● BEREITGESTELLTER TEXT
- - -

Charaktere in der Pop-Art

Künstlereinführung

Der deutsche Künstler Jim Avignon wurde 1966 geboren und ist vor allem für seine comichaften Acrylmalereien bekannt. Er malt schnell – vorwiegend auf Karton und Pappe, was den Vorteil bietet, dass die Farbe schnell darauf trocknet und zudem leichter zu transportieren ist als sperrige Leinwände. Oftmals fängt er erst zwei Tage vor Ausstellungsbeginn an, die Bilder zu erstellen. Der intuitive Entstehungsprozess und die kostengünstigen Materialien verkörpern auch die Haltung Avignons gegenüber der Kunst. Er möchte, dass die künstlerische Arbeit im Vordergrund steht und nicht der durch den Kunstmarkt in die Höhe getriebene Geldwert eines Werkes. Im Gegensatz zu anderen Künstlerinnen und Künstlern mit seiner Reichweite begrenzt Avignon bewusst die Preise für seine Bilder. Wichtiger als hohe Gewinne ist ihm, dass der neue Besitzer es schätzt.

JIM AVIGNON, CIVILISATION, 2020

Auch in Museen arbeitet er schon einmal unkonventionell: Bei seiner ersten Museumsausstellung in der Kunsthalle Schirn hängt er 800 seiner Werke an Wäscheleinen durch die Räume und gibt den Besuchern die Möglichkeit um Mitternacht für kleines Geld eines davon abzuhängen und mitzunehmen. Auf einer Kunstmesse in Karlsruhe dreht er den Spieß um und verkauft die Bilder mit der Rückseite nach vorne gerichtet – erst danach bekommen die Käufer sie zu sehen. So gilt Jim Avignon auch als Begründer der Cheap Art.

Der Künstler Jim Avignon ist Szene-übergreifend bekannt – als Maler, Musiker und Veranstalter. In Berliner Techno-Clubs malte er, während die Gäste feierten. Ähnlich wie bei Keith Harings Subway Drawings sind die entstandenen Livepaintings in schwarz/weiß gehalten und zudem von Schnelligkeit im Malprozess geprägt. Avignon hält die Stimmung des Clubs fest und überträgt diese durch die Vielzahl und Diversität seiner Characters. Seine Beziehung zu den Clubs spiegelt sich auch in anderen Werken wider. Oft setzen sie sich mit dem großstädtischen Nachtleben auseinander.

- - -

● QUELLENMATERIAL
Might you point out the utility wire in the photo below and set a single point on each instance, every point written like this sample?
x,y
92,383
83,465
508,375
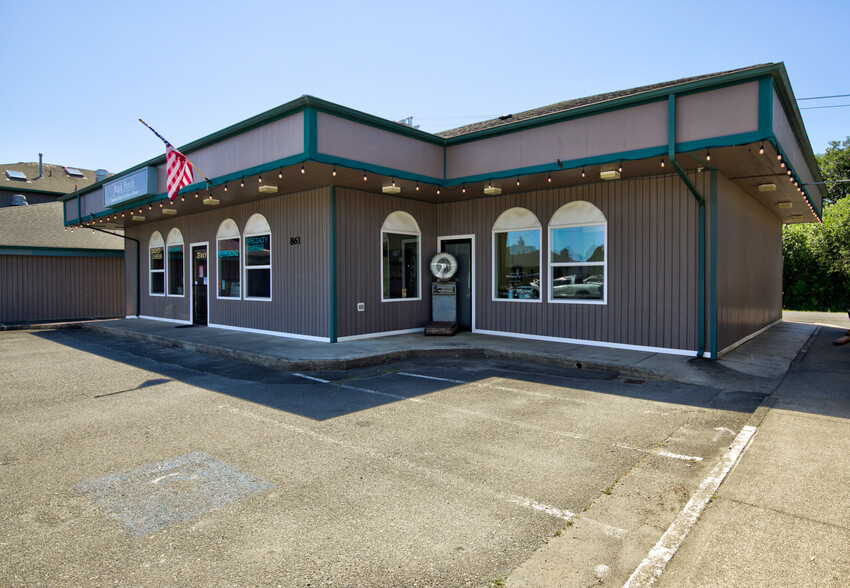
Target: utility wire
x,y
824,97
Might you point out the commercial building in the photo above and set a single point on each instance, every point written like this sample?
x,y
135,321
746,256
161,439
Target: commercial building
x,y
48,272
649,219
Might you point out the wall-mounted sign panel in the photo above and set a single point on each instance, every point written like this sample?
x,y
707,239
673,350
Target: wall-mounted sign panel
x,y
138,184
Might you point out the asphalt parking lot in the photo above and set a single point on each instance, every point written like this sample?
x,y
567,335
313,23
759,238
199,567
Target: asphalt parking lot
x,y
124,463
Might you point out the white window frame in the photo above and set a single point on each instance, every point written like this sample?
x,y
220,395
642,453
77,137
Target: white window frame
x,y
578,213
400,222
257,226
515,220
172,241
228,229
155,241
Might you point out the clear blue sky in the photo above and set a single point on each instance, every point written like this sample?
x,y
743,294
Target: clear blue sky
x,y
79,74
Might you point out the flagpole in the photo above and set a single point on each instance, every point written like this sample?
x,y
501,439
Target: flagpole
x,y
164,140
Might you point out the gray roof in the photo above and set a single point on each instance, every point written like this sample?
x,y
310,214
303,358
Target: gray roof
x,y
576,103
42,225
54,179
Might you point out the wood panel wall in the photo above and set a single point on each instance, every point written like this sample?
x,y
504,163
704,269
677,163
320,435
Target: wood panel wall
x,y
360,216
652,263
749,265
41,287
300,273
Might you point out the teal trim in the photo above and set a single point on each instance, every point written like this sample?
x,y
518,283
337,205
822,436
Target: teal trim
x,y
332,263
712,267
766,106
671,152
59,251
311,132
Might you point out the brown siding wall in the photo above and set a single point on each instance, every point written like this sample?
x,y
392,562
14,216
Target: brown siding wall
x,y
749,265
41,287
652,263
360,216
300,273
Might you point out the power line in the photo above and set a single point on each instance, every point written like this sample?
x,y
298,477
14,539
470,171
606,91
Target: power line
x,y
824,97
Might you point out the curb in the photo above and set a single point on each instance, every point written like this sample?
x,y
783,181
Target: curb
x,y
379,358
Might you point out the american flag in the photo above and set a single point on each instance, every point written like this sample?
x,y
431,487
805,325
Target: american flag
x,y
179,171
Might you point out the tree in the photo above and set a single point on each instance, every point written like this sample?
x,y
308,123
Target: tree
x,y
835,165
816,273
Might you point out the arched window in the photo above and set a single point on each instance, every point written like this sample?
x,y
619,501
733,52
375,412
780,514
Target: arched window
x,y
227,253
400,257
516,256
174,246
578,239
156,249
258,258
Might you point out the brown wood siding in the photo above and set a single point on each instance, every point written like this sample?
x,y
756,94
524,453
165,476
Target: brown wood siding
x,y
652,263
360,216
41,287
300,273
749,265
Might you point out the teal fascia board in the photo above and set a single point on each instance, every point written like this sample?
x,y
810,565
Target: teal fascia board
x,y
59,251
766,106
311,132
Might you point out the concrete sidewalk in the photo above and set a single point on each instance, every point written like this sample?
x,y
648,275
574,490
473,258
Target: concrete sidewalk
x,y
781,516
758,365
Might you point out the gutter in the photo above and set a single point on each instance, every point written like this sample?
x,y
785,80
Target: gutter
x,y
671,154
138,265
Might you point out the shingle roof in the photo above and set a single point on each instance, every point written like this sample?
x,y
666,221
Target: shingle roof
x,y
42,225
576,103
53,179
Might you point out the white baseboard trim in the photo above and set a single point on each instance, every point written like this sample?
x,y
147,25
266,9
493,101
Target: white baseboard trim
x,y
666,350
381,334
164,320
272,333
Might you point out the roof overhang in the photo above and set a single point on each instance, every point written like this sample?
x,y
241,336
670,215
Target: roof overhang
x,y
310,143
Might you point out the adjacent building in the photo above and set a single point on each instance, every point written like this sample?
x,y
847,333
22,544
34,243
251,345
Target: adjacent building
x,y
648,219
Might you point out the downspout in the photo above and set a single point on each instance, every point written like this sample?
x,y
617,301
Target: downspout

- - -

● AUFGABEN
(a) Wie viele seiner Werke hängt Jim Avignon laut dem Text über ihn bei seiner ersten Museumsausstellung in der Kunsthalle Schirn an Wäscheleinen auf?
(b) Gib bitte den Abschnitt aus dem Text über Jim Avignon wortgetreu aus, der mit „Künstlereinführung“ beginnt und mit „Besitzer es schätzt.“ endet.
(c) Knüpfe an das Ende des Textes über Jim Avignon an und führe ihn weiter.
Die Datensätze spielen hierbei keine Rolle.

● LÖSUNGEN
(a) 800 Werke.

(b)
Künstlereinführung

Der deutsche Künstler Jim Avignon wurde 1966 geboren und ist vor allem für seine comichaften Acrylmalereien bekannt. Er malt schnell – vorwiegend auf Karton und Pappe, was den Vorteil bietet, dass die Farbe schnell darauf trocknet und zudem leichter zu transportieren ist als sperrige Leinwände. Oftmals fängt er erst zwei Tage vor Ausstellungsbeginn an, die Bilder zu erstellen. Der intuitive Entstehungsprozess und die kostengünstigen Materialien verkörpern auch die Haltung Avignons gegenüber der Kunst. Er möchte, dass die künstlerische Arbeit im Vordergrund steht und nicht der durch den Kunstmarkt in die Höhe getriebene Geldwert eines Werkes. Im Gegensatz zu anderen Künstlerinnen und Künstlern mit seiner Reichweite begrenzt Avignon bewusst die Preise für seine Bilder. Wichtiger als hohe Gewinne ist ihm, dass der neue Besitzer es schätzt.

(c)
JIM AVIGNON, LAST ORDERS, 2020

Seine Sujets beschäftigen sich ebenfalls mit Konsumkritik und halten der Gesellschaft in verschiedensten Darstellungen einen Spiegel vor. Die Characters skizzieren menschliche Charakterdefizite und nehmen gesellschaftliche Missstände unter die Lupe. In Clubszenen oder auch einzeln werden sie markant porträtiert. Menschen, Häuser, Skelette, oder Tiere – in Jim Avignons Welt kann alles und jeder Akteur sein.

JIM AVIGNON, DANCE THE NIGHT AWAY

Öfters taucht die personifizierte Erde auf, beispielsweise als Kellner in einer Szene-Bar, oder als Heißluftballon, in dessen Korb sich unter anderem ein rauchender Schornstein, eine fies grinsende Geldmünze und eine zuversichtlich lächelnde Immobilie davontragen lassen.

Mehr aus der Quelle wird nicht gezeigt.